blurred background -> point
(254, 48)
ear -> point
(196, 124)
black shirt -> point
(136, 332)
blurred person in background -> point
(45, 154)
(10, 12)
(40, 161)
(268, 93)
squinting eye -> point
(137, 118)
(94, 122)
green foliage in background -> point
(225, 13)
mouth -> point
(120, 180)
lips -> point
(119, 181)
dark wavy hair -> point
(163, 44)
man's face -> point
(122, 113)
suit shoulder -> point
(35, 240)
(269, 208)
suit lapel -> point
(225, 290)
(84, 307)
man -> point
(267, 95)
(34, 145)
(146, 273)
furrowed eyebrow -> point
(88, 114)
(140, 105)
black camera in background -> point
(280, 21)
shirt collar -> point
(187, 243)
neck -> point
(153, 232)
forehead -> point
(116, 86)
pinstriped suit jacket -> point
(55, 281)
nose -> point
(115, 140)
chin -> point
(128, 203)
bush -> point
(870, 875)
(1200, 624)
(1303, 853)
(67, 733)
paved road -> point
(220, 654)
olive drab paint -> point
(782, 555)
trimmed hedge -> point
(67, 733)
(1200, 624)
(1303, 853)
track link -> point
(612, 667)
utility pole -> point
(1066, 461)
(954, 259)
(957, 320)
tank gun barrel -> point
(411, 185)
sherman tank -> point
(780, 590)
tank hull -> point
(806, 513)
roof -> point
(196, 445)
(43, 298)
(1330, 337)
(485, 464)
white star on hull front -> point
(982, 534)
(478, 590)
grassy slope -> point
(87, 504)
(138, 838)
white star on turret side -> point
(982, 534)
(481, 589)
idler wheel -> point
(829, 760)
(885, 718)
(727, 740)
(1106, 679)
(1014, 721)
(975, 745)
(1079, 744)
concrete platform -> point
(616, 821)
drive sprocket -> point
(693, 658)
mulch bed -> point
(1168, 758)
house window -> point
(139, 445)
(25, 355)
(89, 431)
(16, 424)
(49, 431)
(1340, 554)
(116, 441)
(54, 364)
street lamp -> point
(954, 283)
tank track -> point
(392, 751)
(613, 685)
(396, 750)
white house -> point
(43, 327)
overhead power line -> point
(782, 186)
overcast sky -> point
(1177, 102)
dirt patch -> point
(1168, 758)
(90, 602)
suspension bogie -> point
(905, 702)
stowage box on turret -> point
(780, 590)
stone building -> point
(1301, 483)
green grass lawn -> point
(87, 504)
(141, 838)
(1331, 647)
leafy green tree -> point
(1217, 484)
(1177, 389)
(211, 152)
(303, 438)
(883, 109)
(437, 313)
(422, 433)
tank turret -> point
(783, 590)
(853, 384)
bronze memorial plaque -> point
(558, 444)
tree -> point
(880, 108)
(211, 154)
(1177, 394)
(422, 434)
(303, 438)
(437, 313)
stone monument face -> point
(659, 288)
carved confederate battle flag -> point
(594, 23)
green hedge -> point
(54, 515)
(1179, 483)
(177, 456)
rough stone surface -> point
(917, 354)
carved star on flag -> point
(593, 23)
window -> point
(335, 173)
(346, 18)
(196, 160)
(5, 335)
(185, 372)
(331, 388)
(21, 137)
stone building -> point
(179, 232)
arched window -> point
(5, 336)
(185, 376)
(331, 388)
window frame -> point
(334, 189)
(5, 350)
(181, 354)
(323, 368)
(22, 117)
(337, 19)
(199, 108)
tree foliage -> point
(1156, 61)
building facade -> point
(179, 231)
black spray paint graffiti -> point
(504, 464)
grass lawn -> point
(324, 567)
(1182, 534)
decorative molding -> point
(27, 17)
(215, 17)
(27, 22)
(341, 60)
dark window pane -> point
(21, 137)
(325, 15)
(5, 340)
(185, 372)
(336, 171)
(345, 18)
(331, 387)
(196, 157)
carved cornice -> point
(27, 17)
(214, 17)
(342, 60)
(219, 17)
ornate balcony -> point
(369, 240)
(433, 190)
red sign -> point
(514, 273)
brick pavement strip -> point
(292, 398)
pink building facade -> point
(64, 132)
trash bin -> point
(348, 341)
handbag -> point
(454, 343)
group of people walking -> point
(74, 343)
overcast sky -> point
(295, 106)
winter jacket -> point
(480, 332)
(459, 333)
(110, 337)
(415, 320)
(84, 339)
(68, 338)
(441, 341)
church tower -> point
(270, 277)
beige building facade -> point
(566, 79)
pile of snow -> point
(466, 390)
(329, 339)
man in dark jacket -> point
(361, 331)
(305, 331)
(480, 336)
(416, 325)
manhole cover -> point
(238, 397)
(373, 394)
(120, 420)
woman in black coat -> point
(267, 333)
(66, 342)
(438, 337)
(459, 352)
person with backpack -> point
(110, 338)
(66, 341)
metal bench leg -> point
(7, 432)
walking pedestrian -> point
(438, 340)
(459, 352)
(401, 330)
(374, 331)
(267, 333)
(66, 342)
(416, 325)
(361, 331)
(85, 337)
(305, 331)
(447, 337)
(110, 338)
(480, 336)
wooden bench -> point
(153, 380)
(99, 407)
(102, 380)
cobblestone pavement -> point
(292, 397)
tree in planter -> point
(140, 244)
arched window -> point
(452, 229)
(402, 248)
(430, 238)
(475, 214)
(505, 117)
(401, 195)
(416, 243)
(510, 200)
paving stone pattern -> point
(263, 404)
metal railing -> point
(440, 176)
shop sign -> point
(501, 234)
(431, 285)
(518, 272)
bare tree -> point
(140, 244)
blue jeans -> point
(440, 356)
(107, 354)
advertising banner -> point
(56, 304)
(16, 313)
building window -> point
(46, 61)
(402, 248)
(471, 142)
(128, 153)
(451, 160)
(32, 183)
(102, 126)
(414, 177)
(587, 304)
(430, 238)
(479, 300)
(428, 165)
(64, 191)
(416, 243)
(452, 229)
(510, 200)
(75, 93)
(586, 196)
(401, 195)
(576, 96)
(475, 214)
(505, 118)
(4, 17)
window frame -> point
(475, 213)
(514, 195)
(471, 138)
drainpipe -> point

□ □ □ □

Work to be completed:
Every entry that appears above should be duplicated exactly.

Exercise answer:
blurred background -> point
(254, 48)
ear -> point
(196, 124)
black shirt -> point
(136, 332)
blurred person in background -> point
(45, 154)
(10, 12)
(40, 161)
(268, 93)
squinting eye -> point
(137, 118)
(94, 122)
green foliage in background -> point
(225, 13)
mouth -> point
(120, 180)
lips -> point
(119, 181)
dark wavy hair -> point
(163, 44)
man's face -> point
(122, 113)
suit shoulder -> point
(35, 240)
(269, 208)
suit lapel -> point
(225, 290)
(84, 307)
man -> point
(267, 95)
(34, 145)
(146, 273)
furrowed eyebrow -> point
(88, 114)
(140, 105)
black camera in background -> point
(280, 21)
shirt collar -> point
(187, 243)
neck -> point
(153, 232)
forehead -> point
(116, 86)
pinstriped suit jacket -> point
(55, 281)
nose -> point
(115, 140)
chin -> point
(128, 203)
bush -> point
(870, 875)
(1200, 624)
(1303, 853)
(67, 733)
paved road -> point
(220, 654)
olive drab paint -> point
(782, 555)
trimmed hedge -> point
(67, 733)
(1200, 624)
(1303, 853)
track link -> point
(612, 667)
utility pole -> point
(1066, 461)
(954, 259)
(957, 320)
tank gun barrel -> point
(411, 185)
sherman tank -> point
(780, 590)
tank hull -> point
(806, 513)
roof -> point
(196, 445)
(43, 298)
(1330, 337)
(485, 464)
white star on hull front -> point
(982, 534)
(478, 590)
grassy slope -> point
(87, 504)
(138, 838)
white star on turret side -> point
(982, 534)
(481, 589)
idler wheel -> point
(829, 760)
(885, 718)
(727, 740)
(1106, 679)
(1014, 721)
(975, 745)
(1079, 744)
concrete platform -> point
(616, 821)
drive sprocket -> point
(693, 658)
mulch bed -> point
(1168, 758)
house window -> point
(139, 445)
(25, 355)
(89, 431)
(16, 424)
(49, 431)
(1340, 554)
(116, 441)
(54, 364)
street lamp -> point
(954, 283)
tank track -> point
(392, 751)
(613, 685)
(396, 750)
white house -> point
(43, 327)
overhead power line -> point
(782, 186)
overcast sky -> point
(1177, 102)
dirt patch -> point
(1168, 758)
(90, 602)
suspension bogie -> point
(905, 702)
stowage box on turret -> point
(780, 590)
stone building -> point
(1301, 483)
green grass lawn -> point
(87, 504)
(141, 838)
(1331, 647)
leafy green tree -> point
(1217, 484)
(1177, 389)
(211, 152)
(303, 438)
(883, 109)
(437, 313)
(422, 433)
tank turret -> point
(783, 590)
(853, 384)
bronze memorial plaque -> point
(558, 444)
tree -> point
(880, 108)
(211, 154)
(1177, 394)
(422, 434)
(303, 438)
(437, 313)
stone monument face -> point
(659, 288)
carved confederate battle flag -> point
(594, 23)
green hedge -> point
(54, 515)
(1179, 483)
(177, 456)
rough stone surface -> point
(917, 354)
carved star on flag -> point
(593, 23)
window -> point
(335, 173)
(346, 18)
(196, 160)
(5, 335)
(185, 372)
(331, 388)
(21, 137)
stone building -> point
(179, 232)
arched window -> point
(5, 336)
(185, 376)
(331, 388)
window frame -> point
(334, 189)
(5, 350)
(181, 354)
(323, 368)
(22, 117)
(337, 19)
(199, 108)
tree foliage -> point
(1156, 61)
building facade -> point
(179, 231)
black spray paint graffiti -> point
(504, 464)
grass lawn -> point
(324, 567)
(1182, 534)
decorative molding -> point
(27, 17)
(215, 17)
(27, 22)
(341, 60)
dark window pane -> point
(21, 137)
(325, 15)
(5, 340)
(185, 372)
(336, 171)
(345, 18)
(331, 387)
(196, 157)
carved cornice -> point
(27, 17)
(214, 17)
(342, 60)
(219, 17)
ornate balcony -> point
(369, 240)
(433, 190)
red sign -> point
(514, 273)
brick pavement strip -> point
(292, 398)
pink building facade -> point
(64, 132)
trash bin -> point
(348, 341)
handbag -> point
(454, 343)
group of people walking -> point
(74, 343)
overcast sky -> point
(295, 106)
winter jacket -> point
(480, 332)
(459, 333)
(110, 337)
(415, 320)
(84, 339)
(68, 338)
(441, 341)
church tower -> point
(270, 277)
beige building facade -> point
(566, 79)
pile of snow -> point
(466, 390)
(329, 339)
man in dark jacket -> point
(361, 331)
(305, 331)
(480, 336)
(416, 325)
manhole cover -> point
(238, 397)
(373, 394)
(120, 420)
woman in black coat -> point
(267, 333)
(66, 342)
(438, 337)
(459, 352)
person with backpack -> point
(110, 338)
(66, 341)
metal bench leg -> point
(7, 432)
walking pedestrian -> point
(438, 340)
(459, 352)
(401, 330)
(374, 331)
(267, 333)
(66, 342)
(416, 325)
(361, 331)
(85, 337)
(305, 331)
(447, 337)
(110, 338)
(480, 336)
wooden bench -> point
(153, 380)
(99, 407)
(102, 380)
cobblestone pavement -> point
(292, 397)
tree in planter -> point
(140, 244)
arched window -> point
(452, 229)
(402, 248)
(430, 238)
(475, 214)
(505, 117)
(401, 195)
(416, 243)
(510, 200)
paving stone pattern -> point
(263, 404)
metal railing -> point
(440, 176)
shop sign -> point
(501, 234)
(431, 285)
(518, 272)
bare tree -> point
(140, 244)
blue jeans -> point
(440, 356)
(107, 354)
advertising banner -> point
(56, 304)
(16, 313)
building window -> point
(46, 61)
(402, 248)
(471, 142)
(128, 153)
(451, 160)
(32, 183)
(102, 126)
(414, 177)
(587, 304)
(430, 238)
(479, 300)
(428, 165)
(64, 191)
(416, 243)
(452, 229)
(510, 200)
(75, 93)
(586, 196)
(401, 195)
(576, 96)
(475, 214)
(505, 118)
(4, 17)
window frame -> point
(475, 213)
(514, 195)
(471, 138)
drainpipe -> point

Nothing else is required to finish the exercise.